■ Trecho fornecido:
========================================================================

21 anos do Estatuto do Desarmamento
aplicação do Estatuto do Desarmamento, refletindo a relevância jurídica dessa legislação e o impacto que ela teve na segurança pública e no Direito Penal no Brasil.
quinta-feira, 19 de dezembro de 2024
Atualizado às 14:38
No dia 23/12/24, o Brasil celebrará o vigésimo primeiro aniversário da promulgação do Estatuto do Desarmamento (lei 10.826/03), um marco legal que visou restringir o porte e a posse de armas de fogo no país. Este estatuto tem sido um dos pilares do sistema jurídico penal brasileiro, com o objetivo de combater a violência armada e reduzir o número de crimes violentos, principalmente aqueles envolvendo o uso de armas de fogo.
A trajetória do Estatuto do Desarmamento, desde sua promulgação até os dias atuais, é marcada por intensos debates, alterações legislativas e o impacto das suas disposições nos tribunais, especialmente nos julgados do STJ, que tem se debruçado sobre temas recorrentes relativos à interpretação e aplicação da norma.
A trajetória do Estatuto do Desarmamento
O Estatuto do Desarmamento foi sancionado no governo do presidente Luiz Inácio Lula da Silva, em um momento crítico da história do Brasil, marcado por elevados índices de violência urbana e rural. A lei estabeleceu regras rigorosas para o porte e a posse de armas de fogo, restringindo a comercialização e o registro de armas no país. Além disso, instituiu penas mais severas para quem infringisse essas normas, buscando reduzir a circulação de armamentos nas mãos de civis.
Em seus primeiros anos, o estatuto se destacou pela medida mais emblemática: o referendo de outubro de 2005 que mais de 95 milhões de eleitores brasileiros compareceram às urnas para manifestar sobre a possibilidade de proibição do comércio de armas de fogo no Brasil. Apesar de a maioria dos eleitores ter se manifestado contrariamente à proibição total, o referendo ajudou a consolidar o tema da redução da violência armada como uma pauta pública e jurídica.
Com o tempo, o Estatuto do Desarmamento passou por algumas mudanças significativas. A mais relevante delas ocorreu em 2019, com a promulgação da lei 13.964/19, a chamada "lei anticrime", que alterou diversos dispositivos do CP e da lei 10.826/03, principalmente no que tange ao porte de armas. A nova redação concedeu um caráter mais flexível ao porte de armas, especialmente para determinadas categorias de pessoas, como CACs - caçadores, atiradores e colecionadores, bem como facilitou o processo de aquisição e posse de armas para outras categorias da população.

========================================================================

Registros
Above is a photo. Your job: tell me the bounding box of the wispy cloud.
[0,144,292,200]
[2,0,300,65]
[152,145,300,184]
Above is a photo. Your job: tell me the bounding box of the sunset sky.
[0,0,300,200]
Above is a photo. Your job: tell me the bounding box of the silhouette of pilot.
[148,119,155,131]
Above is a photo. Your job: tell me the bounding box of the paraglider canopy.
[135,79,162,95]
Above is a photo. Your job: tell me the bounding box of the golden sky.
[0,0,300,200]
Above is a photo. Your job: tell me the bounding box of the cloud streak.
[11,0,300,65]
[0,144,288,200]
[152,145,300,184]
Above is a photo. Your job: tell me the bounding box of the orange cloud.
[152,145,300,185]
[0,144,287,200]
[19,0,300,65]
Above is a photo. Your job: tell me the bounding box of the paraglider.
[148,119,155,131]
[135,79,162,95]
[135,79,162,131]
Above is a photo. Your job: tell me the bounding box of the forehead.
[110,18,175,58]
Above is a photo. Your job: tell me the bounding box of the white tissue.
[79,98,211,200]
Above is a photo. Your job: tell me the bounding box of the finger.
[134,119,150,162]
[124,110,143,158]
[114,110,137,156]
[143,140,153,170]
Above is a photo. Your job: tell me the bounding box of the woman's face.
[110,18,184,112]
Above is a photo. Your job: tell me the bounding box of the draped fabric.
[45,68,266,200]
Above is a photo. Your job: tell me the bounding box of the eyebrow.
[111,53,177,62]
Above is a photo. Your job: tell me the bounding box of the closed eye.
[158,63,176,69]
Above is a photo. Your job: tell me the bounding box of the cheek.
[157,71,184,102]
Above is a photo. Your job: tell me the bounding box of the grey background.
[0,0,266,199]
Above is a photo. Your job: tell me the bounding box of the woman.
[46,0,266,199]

========================================================================

■ Tarefa escrita: De acordo com o trecho sobre o Estatuto do Desarmamento, quantos eleitores compareceram às urnas no referendo de outubro de 2005? As linhas não têm relação com o trecho.

■ Resposta correta: Mais de 95 milhões de eleitores.